**Task requirements:** Within the records that follow, find every line containing the string "standing". Copy those lines.

**Given records:**

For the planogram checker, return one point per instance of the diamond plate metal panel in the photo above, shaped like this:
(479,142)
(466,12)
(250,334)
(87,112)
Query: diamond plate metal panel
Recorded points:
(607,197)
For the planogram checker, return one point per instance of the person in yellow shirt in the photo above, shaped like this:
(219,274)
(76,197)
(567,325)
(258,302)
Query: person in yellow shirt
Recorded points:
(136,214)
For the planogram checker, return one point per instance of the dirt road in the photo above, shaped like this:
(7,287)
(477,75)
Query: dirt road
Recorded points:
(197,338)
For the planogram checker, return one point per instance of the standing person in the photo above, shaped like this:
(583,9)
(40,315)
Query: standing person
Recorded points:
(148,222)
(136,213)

**Answer to the exercise:**
For the planogram checker, return one point per instance of the standing person in the photo above, shaped like this:
Query: standing person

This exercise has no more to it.